##### THE INPUT
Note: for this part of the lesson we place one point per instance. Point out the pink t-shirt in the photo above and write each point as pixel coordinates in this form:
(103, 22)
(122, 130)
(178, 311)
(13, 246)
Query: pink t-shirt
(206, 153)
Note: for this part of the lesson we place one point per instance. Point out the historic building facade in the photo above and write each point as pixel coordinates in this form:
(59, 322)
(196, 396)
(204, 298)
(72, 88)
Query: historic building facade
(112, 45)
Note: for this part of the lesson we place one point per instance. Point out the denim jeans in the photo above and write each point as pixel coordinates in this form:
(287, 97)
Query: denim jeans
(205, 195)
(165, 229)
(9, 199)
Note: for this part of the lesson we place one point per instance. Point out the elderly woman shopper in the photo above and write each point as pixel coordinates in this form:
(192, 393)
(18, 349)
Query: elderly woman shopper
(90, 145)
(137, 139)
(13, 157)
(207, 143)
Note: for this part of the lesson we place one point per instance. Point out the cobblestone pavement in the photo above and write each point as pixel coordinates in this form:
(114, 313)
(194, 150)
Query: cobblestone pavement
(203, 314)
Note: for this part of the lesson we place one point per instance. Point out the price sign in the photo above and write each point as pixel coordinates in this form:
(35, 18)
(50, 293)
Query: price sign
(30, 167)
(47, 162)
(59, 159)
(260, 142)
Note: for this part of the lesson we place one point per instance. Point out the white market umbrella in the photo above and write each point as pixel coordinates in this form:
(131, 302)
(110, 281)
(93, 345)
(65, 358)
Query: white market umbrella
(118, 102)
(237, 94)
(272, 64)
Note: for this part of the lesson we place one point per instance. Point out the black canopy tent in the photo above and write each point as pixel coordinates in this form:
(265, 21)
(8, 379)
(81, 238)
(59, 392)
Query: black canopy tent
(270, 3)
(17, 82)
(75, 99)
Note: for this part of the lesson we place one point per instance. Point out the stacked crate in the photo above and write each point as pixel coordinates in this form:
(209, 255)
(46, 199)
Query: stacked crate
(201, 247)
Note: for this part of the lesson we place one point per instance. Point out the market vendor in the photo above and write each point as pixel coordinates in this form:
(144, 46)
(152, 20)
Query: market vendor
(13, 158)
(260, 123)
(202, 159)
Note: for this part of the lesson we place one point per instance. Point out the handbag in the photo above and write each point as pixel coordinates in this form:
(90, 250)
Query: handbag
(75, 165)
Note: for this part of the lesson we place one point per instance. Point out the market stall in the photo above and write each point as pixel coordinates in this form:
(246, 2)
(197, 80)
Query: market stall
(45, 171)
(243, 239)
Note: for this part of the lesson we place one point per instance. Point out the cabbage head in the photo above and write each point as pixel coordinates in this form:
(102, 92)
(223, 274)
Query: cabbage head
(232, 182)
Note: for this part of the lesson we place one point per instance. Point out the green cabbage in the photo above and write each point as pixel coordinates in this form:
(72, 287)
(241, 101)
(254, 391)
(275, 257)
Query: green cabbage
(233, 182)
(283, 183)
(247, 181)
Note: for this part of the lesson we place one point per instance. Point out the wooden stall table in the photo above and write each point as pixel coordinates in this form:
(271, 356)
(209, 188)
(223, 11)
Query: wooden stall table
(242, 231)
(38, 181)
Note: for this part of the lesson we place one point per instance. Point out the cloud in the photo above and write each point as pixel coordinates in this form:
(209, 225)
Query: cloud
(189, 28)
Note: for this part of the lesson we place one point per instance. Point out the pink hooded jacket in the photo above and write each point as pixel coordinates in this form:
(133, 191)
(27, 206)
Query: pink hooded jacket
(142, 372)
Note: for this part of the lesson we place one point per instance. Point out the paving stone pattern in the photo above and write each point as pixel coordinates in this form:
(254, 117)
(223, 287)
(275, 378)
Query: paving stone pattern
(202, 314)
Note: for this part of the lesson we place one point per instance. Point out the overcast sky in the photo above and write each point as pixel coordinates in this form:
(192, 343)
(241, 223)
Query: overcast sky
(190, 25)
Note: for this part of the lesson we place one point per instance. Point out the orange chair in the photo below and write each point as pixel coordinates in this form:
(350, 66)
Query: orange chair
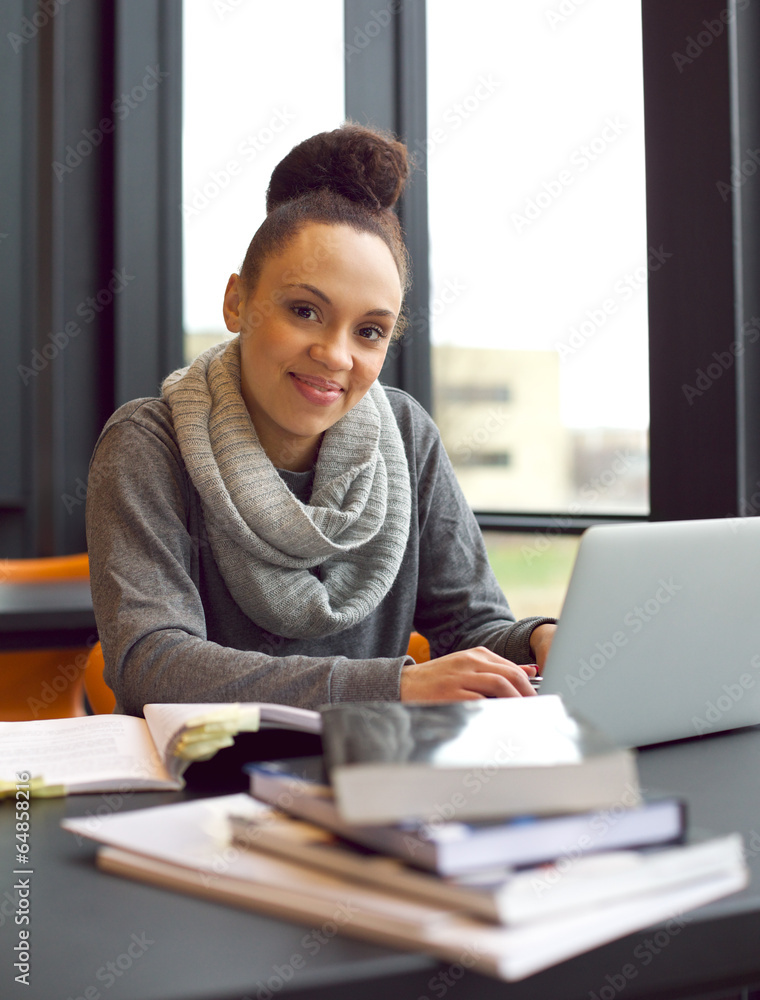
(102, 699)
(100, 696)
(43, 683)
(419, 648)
##########
[WHAT YOU HAVE TO DO]:
Reproduce all of the data above, swapping each "pixel coordinates" for "image coordinates" and keeping everything else the same. Leave the pictures out.

[RESULT FOR THIS EXERCISE]:
Note: for this part of the lesson we place one point per instance. Point out the pink t-shirt in the photo above and write each point as image coordinates in this form:
(103, 22)
(122, 130)
(178, 311)
(13, 246)
Query: pink t-shirt
(206, 153)
Note: for this part of the lesson we place one point per instance. Point out the historic building facade in the photo above and write each point as image coordinates in this form:
(59, 322)
(196, 396)
(204, 298)
(72, 88)
Query: historic building facade
(112, 45)
Note: for this part of the lesson we place one point per instance. Point out the denim jeans in the photo above and write each point as image coordinates in this form:
(287, 97)
Query: denim jeans
(205, 195)
(165, 229)
(9, 199)
Note: for this part of the lesson we place one point per instance. Point out the elderly woman shopper in the photo above and write each point as image coordinates in this form:
(192, 393)
(18, 349)
Query: elderly woman shopper
(90, 145)
(137, 139)
(13, 157)
(207, 143)
Note: for this part of the lesson we place one point per instance. Point out the cobblestone pavement in the photo above and write each point as image coordinates in this form:
(114, 313)
(194, 150)
Query: cobblestone pavement
(203, 314)
Note: for this part of the lesson we place one point per instance. Point out the price sign in the photo above and write each point as image coordinates in this form:
(35, 18)
(50, 293)
Query: price sign
(30, 167)
(47, 162)
(59, 159)
(260, 142)
Note: for this part of the lesson we place one point per instance. Point out the white market umbrella in the photo above and write each point as image coordinates in this form:
(131, 302)
(110, 281)
(93, 345)
(65, 358)
Query: white market umbrella
(118, 102)
(237, 94)
(272, 64)
Note: for this part of the lesson we place one point per instance. Point out the black canopy tent in the photo above and write each point as image coordinates in this form:
(265, 21)
(8, 379)
(81, 238)
(59, 392)
Query: black canopy tent
(270, 3)
(17, 82)
(75, 99)
Note: for this part of the lesson we place one point per instance. Point out the stacked crate in the photo above and write each point as image coordinates in this form:
(209, 255)
(46, 199)
Query: stacked crate
(201, 247)
Note: for this part of the lesson we place one point per instance. Point out the market vendor in the photo above and write each point as image coordinates in this form:
(144, 46)
(152, 20)
Query: market vendor
(13, 158)
(260, 123)
(202, 159)
Note: for this part of the lesson we place one point per instance. Point out the handbag in the photo above and write each point as image coordinates in this form:
(90, 250)
Query: handbag
(75, 165)
Note: for this part of the lesson we place one point per instance. Point out the market stall in the photo above and write each point as image coordinates in this form:
(246, 2)
(197, 80)
Query: market stall
(45, 171)
(243, 239)
Note: for this part of the lesson we place one point per instance. Point out the cabbage head in the photo above and write each point as image coordinates in this form:
(102, 92)
(223, 274)
Query: cabbage head
(232, 182)
Note: for this part of the lesson we place one point per instance. Point out the green cabbage in the photo above and write each point as image coordinates in this form:
(72, 287)
(241, 101)
(254, 391)
(275, 257)
Query: green cabbage
(233, 182)
(283, 183)
(247, 181)
Note: for this part of the lesson we place one point per instance. Point out the wooden stall table in the photo above and write each point as image coordinates in this form:
(271, 356)
(209, 188)
(223, 11)
Query: wooden stall table
(242, 231)
(38, 181)
Note: for this part of the lesson we place one point per instance. Point out the cloud in the photo above and write each point as image coordinates in this form:
(209, 225)
Query: cloud
(189, 28)
Note: for this part of the lesson we place one point per instance. Point out the pink hooded jacket in the photo above and write each point as image coordinates in this form:
(133, 191)
(27, 206)
Query: pink hooded jacket
(142, 372)
Note: for this part of the lesson we place one point per instance. Point out the paving stone pattern in the photo above and write each point as image coordinates in this form:
(254, 117)
(223, 287)
(275, 378)
Query: paving stone pattern
(202, 314)
Note: for this part of the lesson we place one point per instance. Point out the overcast sky in the photo above and write each point as image coordinates in this form:
(192, 343)
(241, 223)
Query: overcast sky
(190, 25)
Note: for this part of the lesson we place one point per instance. Point out the orange chair in the photo below and write each point as image coordinates in this form:
(350, 66)
Query: orange chair
(102, 699)
(100, 696)
(43, 683)
(419, 648)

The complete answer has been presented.